> [Exercise details]:
Report how many lines in the items below contain the string "small", with letter case taken into account. Give only the number.

>> Start Data supplied

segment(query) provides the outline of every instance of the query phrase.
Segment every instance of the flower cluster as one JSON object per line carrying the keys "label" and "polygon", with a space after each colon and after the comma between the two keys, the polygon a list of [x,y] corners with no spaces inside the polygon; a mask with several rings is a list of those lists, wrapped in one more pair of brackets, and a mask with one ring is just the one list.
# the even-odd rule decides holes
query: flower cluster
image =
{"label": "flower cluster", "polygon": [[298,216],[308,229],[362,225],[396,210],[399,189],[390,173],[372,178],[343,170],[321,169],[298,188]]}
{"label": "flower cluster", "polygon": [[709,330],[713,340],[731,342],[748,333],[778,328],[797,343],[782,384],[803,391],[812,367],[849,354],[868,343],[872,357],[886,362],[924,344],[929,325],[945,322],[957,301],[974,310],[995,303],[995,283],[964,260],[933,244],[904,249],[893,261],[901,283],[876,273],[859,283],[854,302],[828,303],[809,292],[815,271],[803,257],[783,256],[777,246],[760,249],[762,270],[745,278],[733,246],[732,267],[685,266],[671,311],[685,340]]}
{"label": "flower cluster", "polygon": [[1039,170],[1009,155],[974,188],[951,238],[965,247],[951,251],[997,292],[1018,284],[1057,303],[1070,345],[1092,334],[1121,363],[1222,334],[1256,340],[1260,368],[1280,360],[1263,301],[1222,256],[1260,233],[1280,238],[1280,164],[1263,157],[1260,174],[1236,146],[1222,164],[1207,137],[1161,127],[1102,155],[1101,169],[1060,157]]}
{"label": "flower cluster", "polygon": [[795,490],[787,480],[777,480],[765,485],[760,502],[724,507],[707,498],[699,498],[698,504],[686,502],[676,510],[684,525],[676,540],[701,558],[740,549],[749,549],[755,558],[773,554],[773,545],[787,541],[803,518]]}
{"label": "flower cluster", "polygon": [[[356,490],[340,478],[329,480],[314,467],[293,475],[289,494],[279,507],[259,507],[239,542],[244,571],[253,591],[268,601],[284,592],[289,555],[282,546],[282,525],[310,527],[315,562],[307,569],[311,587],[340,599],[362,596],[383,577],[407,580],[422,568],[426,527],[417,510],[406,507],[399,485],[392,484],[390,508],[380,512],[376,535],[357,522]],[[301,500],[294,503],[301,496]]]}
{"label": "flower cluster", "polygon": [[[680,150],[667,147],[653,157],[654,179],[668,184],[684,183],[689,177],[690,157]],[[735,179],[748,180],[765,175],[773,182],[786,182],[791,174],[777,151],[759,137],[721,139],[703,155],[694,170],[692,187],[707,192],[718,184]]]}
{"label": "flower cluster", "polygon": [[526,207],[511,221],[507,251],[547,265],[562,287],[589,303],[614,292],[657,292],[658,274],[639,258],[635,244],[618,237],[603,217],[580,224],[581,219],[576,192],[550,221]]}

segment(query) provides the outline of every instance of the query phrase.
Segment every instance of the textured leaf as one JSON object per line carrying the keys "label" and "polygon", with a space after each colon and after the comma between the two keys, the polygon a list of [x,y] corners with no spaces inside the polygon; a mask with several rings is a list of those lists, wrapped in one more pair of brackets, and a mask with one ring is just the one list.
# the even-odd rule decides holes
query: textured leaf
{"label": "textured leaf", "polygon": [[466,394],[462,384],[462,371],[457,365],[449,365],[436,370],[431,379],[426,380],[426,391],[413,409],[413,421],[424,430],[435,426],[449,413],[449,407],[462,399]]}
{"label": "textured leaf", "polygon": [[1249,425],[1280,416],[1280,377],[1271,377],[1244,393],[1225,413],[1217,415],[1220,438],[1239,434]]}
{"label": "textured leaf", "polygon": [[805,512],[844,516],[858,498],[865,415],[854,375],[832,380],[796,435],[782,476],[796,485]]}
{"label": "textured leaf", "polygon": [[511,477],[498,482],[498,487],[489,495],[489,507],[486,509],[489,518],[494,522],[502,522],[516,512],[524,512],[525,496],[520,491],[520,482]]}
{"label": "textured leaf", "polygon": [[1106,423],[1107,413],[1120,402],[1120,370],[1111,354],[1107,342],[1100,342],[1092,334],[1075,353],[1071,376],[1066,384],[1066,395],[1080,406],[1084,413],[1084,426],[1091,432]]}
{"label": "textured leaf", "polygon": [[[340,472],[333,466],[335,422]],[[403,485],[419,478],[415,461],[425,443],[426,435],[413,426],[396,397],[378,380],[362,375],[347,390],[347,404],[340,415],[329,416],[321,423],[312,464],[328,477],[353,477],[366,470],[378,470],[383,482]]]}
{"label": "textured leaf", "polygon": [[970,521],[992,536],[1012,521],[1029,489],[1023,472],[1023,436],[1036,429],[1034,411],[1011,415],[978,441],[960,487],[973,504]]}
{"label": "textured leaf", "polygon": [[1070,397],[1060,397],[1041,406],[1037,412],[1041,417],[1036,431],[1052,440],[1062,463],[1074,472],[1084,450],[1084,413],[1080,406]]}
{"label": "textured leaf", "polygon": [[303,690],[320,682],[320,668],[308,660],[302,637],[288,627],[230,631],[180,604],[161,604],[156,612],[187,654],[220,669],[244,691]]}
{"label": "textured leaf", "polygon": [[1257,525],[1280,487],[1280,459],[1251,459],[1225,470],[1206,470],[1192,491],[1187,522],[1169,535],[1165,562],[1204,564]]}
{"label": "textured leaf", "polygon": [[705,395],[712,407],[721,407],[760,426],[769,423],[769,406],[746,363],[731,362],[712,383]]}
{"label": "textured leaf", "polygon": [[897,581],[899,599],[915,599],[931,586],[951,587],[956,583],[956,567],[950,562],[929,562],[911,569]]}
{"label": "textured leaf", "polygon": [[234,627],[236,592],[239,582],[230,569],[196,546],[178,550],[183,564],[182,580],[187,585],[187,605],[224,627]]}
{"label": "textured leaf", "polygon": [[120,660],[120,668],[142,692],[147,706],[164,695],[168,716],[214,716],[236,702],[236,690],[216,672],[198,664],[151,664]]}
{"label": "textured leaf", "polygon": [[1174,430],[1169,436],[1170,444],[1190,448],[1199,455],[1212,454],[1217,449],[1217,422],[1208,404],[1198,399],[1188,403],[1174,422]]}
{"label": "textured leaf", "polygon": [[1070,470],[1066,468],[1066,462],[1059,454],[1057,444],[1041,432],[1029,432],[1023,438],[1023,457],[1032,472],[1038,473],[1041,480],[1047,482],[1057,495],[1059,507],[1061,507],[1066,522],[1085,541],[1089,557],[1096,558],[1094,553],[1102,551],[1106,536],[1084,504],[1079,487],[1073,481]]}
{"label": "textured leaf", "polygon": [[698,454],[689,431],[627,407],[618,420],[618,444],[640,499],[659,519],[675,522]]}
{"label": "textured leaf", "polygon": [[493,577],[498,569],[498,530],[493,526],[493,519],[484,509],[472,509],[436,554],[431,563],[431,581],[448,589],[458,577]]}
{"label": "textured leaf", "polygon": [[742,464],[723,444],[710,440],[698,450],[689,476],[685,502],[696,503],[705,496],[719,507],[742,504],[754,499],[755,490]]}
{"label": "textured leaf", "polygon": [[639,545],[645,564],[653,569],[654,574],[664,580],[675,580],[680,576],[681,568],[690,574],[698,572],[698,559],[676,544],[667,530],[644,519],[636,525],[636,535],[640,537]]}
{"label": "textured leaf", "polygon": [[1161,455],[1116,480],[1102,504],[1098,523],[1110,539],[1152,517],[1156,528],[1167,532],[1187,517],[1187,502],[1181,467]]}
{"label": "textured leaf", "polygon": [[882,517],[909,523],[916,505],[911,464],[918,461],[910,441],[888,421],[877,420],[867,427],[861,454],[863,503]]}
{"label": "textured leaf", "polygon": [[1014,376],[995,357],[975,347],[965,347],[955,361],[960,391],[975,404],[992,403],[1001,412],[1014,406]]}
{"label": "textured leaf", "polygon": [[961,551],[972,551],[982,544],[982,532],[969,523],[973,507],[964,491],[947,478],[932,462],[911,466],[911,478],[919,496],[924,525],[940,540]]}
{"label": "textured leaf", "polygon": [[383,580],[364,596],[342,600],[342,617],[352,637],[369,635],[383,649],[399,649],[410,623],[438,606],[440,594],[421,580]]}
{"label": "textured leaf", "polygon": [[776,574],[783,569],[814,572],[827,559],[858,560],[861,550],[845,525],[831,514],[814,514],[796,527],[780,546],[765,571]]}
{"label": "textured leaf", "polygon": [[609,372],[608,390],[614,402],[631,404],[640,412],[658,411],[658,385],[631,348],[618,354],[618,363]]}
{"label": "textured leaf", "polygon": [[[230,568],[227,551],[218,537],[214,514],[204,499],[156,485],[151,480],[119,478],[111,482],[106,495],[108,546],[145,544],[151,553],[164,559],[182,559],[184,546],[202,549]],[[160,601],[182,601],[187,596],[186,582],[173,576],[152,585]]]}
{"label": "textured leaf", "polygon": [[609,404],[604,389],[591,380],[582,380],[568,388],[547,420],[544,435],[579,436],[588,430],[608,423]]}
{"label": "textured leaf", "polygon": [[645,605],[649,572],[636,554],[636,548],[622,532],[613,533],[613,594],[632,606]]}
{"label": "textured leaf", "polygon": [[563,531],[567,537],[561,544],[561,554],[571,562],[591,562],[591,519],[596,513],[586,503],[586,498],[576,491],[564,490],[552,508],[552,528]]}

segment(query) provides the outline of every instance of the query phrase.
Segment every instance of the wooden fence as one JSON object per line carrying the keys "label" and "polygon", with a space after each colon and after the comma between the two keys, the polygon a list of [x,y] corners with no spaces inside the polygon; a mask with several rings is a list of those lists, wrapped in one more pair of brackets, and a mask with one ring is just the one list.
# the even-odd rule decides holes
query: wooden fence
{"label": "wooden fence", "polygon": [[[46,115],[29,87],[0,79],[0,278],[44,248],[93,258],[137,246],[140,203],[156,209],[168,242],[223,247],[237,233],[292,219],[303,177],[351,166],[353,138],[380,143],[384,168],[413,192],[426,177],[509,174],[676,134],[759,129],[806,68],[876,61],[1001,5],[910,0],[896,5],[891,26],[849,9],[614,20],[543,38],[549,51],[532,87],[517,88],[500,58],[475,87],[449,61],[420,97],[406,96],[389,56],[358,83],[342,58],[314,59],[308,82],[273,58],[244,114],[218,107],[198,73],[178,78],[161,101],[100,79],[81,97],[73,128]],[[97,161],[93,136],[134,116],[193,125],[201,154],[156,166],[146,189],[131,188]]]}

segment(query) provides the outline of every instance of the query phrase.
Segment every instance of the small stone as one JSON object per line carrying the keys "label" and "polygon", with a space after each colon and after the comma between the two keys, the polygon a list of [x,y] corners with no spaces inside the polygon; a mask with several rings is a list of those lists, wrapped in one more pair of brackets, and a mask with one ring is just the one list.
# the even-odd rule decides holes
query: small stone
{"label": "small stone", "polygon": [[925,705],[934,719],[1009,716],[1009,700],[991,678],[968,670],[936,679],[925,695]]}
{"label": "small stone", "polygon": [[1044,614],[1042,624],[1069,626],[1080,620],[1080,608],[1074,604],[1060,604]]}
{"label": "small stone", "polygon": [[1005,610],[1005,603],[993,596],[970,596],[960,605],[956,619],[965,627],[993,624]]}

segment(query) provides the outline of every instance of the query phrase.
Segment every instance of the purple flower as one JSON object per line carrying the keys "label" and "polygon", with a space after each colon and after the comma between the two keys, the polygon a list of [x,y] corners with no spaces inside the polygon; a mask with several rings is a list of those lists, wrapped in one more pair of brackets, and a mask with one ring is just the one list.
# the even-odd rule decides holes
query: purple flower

>> End Data supplied

> [Exercise result]:
5